Exercise:
Rewrite every line of the listing below, leaving out the picture lines, with each x,y vertex coordinate in the polygon answers multiplied by 1.15 and rounded to the nearest whole number, halves going up. All other text stays the same.

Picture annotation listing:
"""

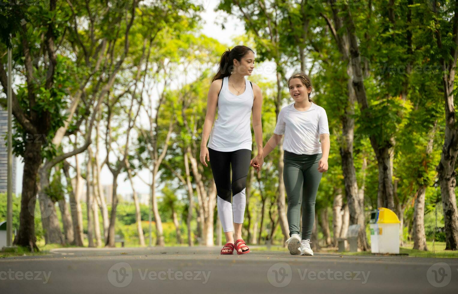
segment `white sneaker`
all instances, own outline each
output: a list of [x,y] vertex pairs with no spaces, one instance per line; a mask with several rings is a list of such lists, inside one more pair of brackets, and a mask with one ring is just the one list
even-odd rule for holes
[[299,246],[300,246],[300,238],[299,234],[294,234],[291,237],[286,240],[288,243],[288,249],[291,255],[299,255],[300,254]]
[[299,248],[299,250],[300,250],[301,255],[313,255],[313,251],[310,248],[311,243],[310,239],[302,240],[300,241],[300,248]]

"""

Output of the task:
segment `white sneaker`
all instances, own outline each
output: a list of [x,y] vertex pairs with no spaces, one instance per line; a mask with several rings is a list of such lists, inside one more pair of brackets, and a mask with one ring is just the one list
even-odd rule for holes
[[344,283],[345,283],[345,274],[344,269],[338,269],[335,273],[329,276],[331,279],[331,286],[335,293],[344,293],[345,292]]
[[344,285],[344,288],[345,288],[346,293],[360,293],[360,289],[357,285],[358,279],[357,275],[347,276],[345,277],[345,285]]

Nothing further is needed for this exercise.